▸ Tasks to perform:
1. List each distinct username that appears as a post header in the forum thread, naming each one only once.
2. Output the forum thread passage between "and finally had" and "in serv pics.", inclusive, copied word for word.

▸ Extract provided:
▼
Removed winch, so I can strip paint and polish it. While it was off i stripped it right down, took all the internals out so i can replace the 3 gaskets and the seal, re-grease the clutch end, also replace all bolts excepts high tensile ones holding gear, should be like brand new again... removed bull-bar and started sandblasting ready for paint...
If anyone would like any photos of winch internals, yell out...

DeeJay
10th May 2014, 10:26 PM
I just fitted the door & ignition locks. I posted it up as a tutorial in case anyone thinks it is complicated. Dead easy job..


http://www.aulro.com/afvb/showthread.php?p=2143417#post2143417

G.I.BO
17th May 2014, 11:11 AM
Hooked up some batteries today

G.I.BO
17th May 2014, 11:29 AM
dose anybody know if the PDO is used as in inverter? ro will i have to buy one separately? i priced one the other day. roughly 800 smacks

lmurko
18th May 2014, 05:56 PM
I spent last night on a mates property and finally got to see what 49191 can do!
we took down a few trees for his dad, to make a new track, used the perentie of course, not a scratch on her! cant say the same for the trees though. thats my cousin in the drivers seat here, he jumped in it as soon as i jumped out to get that shot (picture 2)
took her along their track that every other 4wd has been bogged on, she didnt skip a beat. (picture 1, at the top of the hill)
and finally had to use it to tow a mates hilux up a hill so we can get home (should have just left him there lol) and again didnt even feel the weight, sadly i couldnt get a picture of that one though

Cheers,
Lachlan

Cliffy
21st May 2014, 09:49 PM
I picked mine up from the car transporters today and took Spanner Roo 1 home! Love it!
As it turned out Spanner Roo is an Iraq vet serving with AUSCDT3 (1 of 4 rovers they had).
Heaps of in service pics due to a "photo op" during some port operations.
Chear to Dodge1942 for putting me onto the car and Tommy for the in serv pics.

cinan
25th May 2014, 09:18 PM
Currently still have the old tyre as a spare, couldn't afford 5 mts, I think it has probably added 0.5L/100kms to fuel however, still no power steering, saving money on gym membership by not installing power steering, if the cash was handy would suggest a couple inches of lift to go with larger tyres but





100kms

Lucas, How are you going to go with the standard as a spare when it is about 60-70mm shorter in diameter than the 33's you are running. It won't even touch the ground in my calc's if you are using it with 3 33's ?
▲
Point labeling examples
▼
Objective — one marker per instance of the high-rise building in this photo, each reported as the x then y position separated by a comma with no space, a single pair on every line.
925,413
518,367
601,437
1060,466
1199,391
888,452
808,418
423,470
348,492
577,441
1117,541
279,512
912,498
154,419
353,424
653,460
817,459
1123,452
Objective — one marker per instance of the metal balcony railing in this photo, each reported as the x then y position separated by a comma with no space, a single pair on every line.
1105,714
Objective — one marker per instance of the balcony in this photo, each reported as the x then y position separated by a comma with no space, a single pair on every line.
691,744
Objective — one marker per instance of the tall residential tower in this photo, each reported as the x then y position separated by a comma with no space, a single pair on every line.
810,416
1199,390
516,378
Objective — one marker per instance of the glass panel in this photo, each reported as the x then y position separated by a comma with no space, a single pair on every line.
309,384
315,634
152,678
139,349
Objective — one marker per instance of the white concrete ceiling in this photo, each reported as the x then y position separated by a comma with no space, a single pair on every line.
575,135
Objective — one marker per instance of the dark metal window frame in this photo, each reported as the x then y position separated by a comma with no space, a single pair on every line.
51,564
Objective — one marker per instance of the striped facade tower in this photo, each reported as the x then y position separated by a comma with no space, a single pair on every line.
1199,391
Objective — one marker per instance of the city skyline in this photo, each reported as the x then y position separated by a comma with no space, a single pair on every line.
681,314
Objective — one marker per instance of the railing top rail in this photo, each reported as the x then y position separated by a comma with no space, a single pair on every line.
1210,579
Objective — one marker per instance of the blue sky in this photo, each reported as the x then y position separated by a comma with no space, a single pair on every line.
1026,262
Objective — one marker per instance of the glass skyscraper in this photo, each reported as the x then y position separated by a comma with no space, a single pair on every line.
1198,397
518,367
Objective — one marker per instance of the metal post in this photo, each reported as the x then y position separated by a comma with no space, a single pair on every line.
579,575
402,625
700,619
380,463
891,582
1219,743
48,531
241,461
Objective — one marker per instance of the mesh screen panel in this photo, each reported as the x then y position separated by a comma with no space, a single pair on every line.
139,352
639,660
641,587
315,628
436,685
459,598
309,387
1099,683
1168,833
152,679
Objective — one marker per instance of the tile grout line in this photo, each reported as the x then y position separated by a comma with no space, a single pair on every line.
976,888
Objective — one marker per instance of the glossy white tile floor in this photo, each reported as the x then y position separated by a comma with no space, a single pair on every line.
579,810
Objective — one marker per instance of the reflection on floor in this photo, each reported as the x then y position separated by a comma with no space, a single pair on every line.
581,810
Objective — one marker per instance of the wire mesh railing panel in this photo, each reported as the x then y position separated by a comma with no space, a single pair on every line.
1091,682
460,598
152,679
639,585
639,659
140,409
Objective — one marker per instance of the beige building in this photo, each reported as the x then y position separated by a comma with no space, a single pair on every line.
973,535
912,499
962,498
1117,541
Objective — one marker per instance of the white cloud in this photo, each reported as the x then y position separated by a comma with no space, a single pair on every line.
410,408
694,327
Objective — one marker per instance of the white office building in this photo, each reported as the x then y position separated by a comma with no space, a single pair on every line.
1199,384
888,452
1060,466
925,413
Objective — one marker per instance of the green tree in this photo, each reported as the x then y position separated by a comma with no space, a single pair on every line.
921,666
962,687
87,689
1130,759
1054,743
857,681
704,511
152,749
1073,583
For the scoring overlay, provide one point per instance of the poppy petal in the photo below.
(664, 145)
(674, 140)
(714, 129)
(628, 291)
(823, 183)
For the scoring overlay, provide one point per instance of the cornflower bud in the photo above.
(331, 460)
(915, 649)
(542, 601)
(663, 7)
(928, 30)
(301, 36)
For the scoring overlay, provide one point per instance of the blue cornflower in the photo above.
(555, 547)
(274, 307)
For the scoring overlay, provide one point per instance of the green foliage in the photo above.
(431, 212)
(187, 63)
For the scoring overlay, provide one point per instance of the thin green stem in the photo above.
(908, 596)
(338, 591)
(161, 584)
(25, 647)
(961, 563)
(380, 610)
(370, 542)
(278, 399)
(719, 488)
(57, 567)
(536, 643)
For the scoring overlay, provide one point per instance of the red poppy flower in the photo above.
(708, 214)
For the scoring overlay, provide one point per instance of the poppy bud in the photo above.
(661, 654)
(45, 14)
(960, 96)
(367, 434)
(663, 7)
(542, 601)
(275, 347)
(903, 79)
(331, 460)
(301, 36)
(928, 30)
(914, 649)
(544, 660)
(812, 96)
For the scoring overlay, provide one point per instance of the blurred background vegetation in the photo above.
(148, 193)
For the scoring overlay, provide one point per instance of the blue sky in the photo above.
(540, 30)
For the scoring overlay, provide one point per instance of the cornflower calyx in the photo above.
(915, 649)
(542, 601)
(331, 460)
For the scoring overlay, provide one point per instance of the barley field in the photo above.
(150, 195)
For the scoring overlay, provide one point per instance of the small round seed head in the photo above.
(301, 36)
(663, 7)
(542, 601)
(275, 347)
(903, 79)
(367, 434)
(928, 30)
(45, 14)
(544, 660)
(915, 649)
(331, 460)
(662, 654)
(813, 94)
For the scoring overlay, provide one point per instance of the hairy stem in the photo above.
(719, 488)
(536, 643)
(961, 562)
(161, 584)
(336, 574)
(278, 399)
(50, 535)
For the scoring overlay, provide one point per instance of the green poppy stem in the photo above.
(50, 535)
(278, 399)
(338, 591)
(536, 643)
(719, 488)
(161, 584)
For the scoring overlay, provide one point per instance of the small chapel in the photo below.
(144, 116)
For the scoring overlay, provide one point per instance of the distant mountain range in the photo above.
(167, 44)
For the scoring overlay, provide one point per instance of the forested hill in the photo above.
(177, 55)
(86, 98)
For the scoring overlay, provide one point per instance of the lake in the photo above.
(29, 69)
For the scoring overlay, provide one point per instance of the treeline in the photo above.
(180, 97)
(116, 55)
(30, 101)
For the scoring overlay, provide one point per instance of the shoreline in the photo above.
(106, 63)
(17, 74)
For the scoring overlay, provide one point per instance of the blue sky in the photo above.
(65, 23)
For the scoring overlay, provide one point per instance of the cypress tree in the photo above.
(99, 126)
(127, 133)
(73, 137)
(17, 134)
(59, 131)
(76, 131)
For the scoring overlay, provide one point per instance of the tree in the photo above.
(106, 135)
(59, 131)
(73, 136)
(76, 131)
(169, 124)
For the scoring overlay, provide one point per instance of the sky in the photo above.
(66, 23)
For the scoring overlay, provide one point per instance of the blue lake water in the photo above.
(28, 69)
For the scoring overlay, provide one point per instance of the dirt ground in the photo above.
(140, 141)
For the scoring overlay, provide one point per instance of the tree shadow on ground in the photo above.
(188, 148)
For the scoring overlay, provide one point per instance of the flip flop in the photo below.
▲
▸ Answers provided:
1. DeeJay, G.I.BO, lmurko, Cliffy, cinan

2.
and finally had to use it to tow a mates hilux up a hill so we can get home (should have just left him there lol) and again didnt even feel the weight, sadly i couldnt get a picture of that one though

Cheers,
Lachlan

Cliffy
21st May 2014, 09:49 PM
I picked mine up from the car transporters today and took Spanner Roo 1 home! Love it!
As it turned out Spanner Roo is an Iraq vet serving with AUSCDT3 (1 of 4 rovers they had).
Heaps of in service pics due to a "photo op" during some port operations.
Chear to Dodge1942 for putting me onto the car and Tommy for the in serv pics.